Short problem
Update the part of the material that opens with the line containing "Report one point per instance of the meadow" and closes with the line containing "[[645, 465]]" by replacing "meadow background" with "grassy field" and leaving all else unchanged. Return only those lines.

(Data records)
******************************
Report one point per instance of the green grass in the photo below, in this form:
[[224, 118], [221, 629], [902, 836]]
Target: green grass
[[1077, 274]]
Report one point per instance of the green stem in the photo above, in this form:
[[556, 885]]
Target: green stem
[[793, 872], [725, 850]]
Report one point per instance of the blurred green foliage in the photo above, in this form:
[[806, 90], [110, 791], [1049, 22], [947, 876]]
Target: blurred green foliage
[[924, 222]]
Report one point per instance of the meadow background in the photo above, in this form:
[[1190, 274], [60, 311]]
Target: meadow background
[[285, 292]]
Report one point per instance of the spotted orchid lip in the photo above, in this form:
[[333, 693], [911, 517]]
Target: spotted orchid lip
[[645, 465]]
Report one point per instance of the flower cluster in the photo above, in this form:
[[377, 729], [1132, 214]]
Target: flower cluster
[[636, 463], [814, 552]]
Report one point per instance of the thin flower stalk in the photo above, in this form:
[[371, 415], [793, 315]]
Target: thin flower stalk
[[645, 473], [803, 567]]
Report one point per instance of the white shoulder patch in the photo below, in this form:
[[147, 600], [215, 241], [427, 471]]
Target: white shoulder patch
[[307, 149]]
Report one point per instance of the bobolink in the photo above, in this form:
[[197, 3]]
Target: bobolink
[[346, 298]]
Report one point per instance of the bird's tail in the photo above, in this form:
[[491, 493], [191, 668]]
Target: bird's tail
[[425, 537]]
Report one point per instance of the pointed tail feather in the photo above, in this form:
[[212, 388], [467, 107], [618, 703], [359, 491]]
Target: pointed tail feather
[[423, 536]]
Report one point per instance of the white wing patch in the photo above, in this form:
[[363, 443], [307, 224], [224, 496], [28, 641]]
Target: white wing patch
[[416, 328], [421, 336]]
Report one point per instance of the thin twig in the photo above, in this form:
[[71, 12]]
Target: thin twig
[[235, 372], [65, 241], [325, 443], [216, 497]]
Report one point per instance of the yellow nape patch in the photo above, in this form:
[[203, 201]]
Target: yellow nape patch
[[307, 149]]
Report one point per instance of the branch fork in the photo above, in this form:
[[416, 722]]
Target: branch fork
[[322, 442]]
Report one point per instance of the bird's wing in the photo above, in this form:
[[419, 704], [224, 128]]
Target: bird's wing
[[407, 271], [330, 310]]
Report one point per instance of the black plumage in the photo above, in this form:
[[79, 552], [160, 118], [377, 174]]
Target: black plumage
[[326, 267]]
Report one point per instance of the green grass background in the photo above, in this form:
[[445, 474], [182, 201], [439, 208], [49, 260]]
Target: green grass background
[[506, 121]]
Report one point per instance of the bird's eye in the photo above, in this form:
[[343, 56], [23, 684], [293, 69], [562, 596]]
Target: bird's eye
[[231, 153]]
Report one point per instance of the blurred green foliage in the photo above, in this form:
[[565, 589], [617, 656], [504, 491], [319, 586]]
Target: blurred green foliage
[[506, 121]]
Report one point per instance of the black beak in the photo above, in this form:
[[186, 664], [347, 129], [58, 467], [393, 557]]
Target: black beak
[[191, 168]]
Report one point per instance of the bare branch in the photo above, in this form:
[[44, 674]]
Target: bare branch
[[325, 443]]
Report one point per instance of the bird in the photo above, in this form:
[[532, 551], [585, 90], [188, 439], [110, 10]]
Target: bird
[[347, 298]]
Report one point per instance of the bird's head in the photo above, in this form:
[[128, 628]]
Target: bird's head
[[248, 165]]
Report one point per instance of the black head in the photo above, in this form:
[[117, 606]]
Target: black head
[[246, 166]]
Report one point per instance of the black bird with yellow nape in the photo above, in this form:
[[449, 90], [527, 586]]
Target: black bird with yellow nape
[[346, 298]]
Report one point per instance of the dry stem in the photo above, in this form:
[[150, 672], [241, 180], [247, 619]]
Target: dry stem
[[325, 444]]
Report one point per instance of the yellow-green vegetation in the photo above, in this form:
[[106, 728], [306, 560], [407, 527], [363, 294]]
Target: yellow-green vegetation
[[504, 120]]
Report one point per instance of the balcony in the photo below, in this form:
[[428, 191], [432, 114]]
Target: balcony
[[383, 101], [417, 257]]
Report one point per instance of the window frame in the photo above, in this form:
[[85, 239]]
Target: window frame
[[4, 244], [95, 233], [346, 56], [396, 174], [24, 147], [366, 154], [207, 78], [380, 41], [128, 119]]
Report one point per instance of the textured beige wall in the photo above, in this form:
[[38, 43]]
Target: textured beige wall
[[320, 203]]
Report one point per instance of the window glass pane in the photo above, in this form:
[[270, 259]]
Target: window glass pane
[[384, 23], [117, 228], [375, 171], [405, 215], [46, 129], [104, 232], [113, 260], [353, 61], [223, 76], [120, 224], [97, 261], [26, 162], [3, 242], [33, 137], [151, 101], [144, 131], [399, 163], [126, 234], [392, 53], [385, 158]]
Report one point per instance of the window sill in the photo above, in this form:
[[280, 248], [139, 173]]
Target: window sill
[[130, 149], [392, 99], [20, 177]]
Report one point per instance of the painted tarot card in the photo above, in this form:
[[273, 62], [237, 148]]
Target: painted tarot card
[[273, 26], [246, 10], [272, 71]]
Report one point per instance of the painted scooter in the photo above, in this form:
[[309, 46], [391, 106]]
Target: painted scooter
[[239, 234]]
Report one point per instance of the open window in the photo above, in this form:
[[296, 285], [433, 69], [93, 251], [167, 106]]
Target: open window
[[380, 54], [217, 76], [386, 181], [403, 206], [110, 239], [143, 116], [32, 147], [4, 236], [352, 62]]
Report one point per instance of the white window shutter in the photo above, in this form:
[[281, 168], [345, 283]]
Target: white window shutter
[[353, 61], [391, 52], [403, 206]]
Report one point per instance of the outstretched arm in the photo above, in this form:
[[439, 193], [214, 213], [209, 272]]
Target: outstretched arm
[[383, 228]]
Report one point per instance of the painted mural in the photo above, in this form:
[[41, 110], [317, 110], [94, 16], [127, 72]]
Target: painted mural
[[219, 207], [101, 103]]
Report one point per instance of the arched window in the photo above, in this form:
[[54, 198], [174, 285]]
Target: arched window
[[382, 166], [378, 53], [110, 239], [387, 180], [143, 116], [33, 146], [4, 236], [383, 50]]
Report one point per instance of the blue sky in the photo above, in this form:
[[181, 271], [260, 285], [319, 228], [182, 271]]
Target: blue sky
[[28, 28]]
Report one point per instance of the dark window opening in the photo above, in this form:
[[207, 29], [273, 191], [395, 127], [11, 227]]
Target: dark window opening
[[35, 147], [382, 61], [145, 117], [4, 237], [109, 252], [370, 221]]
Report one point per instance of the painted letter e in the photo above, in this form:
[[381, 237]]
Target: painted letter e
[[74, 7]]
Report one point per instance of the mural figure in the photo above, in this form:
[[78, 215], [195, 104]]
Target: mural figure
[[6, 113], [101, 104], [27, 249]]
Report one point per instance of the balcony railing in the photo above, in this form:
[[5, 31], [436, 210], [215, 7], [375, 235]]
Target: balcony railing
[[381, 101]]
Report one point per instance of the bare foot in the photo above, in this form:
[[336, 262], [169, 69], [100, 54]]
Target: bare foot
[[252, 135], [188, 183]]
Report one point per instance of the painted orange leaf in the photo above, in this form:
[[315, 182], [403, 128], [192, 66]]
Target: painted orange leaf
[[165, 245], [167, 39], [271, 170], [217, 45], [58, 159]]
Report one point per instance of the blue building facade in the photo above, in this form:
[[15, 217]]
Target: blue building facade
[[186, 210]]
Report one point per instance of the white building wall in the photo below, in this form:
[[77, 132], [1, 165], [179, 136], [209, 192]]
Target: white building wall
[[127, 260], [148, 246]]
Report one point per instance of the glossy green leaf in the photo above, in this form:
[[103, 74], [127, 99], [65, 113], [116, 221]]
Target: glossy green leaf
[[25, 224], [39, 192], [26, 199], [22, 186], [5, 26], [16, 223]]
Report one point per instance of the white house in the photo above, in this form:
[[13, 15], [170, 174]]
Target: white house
******************************
Response below
Report one point per instance of the grassy field in the photo above, in this form:
[[1190, 274], [60, 311]]
Target: grassy field
[[285, 292]]
Report one point per instance of the spotted orchid lip in the photo above, in this form:
[[333, 693], [911, 517]]
Target: spotted orchid lip
[[645, 465]]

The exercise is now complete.